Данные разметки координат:
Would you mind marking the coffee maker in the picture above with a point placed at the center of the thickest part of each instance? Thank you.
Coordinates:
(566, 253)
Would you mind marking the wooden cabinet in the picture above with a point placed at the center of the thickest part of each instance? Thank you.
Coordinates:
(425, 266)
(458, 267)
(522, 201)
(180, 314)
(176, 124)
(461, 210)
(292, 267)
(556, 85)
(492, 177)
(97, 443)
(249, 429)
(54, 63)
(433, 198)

...

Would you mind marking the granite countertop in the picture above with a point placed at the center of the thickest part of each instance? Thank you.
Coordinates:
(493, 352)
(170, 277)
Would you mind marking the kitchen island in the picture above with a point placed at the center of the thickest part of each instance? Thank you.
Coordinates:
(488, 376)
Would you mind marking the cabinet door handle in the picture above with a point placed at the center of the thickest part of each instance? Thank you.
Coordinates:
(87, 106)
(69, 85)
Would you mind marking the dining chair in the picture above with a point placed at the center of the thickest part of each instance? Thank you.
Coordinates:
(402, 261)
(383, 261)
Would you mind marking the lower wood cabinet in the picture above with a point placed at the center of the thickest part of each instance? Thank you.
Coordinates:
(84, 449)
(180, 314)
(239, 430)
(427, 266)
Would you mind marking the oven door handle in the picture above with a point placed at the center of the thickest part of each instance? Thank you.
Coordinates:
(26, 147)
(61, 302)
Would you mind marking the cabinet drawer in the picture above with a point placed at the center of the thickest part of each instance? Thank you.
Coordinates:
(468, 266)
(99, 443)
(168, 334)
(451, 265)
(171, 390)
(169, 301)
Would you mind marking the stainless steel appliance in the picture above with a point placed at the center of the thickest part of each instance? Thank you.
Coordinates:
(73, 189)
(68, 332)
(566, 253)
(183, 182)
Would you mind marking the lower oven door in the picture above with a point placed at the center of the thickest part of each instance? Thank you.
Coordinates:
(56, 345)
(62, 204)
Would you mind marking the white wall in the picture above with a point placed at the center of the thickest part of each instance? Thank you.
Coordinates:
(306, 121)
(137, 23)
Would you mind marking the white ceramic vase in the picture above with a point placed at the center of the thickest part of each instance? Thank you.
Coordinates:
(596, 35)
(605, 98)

## Условие задания:
Найдите в пунктах выше все строки, где встречается слово «lower», и выпишите их целиком. Регистр букв учитывается.

## Решение:
Would you mind marking the lower wood cabinet in the picture above with a point placed at the center of the thickest part of each instance? Thank you.
Would you mind marking the lower oven door in the picture above with a point placed at the center of the thickest part of each instance? Thank you.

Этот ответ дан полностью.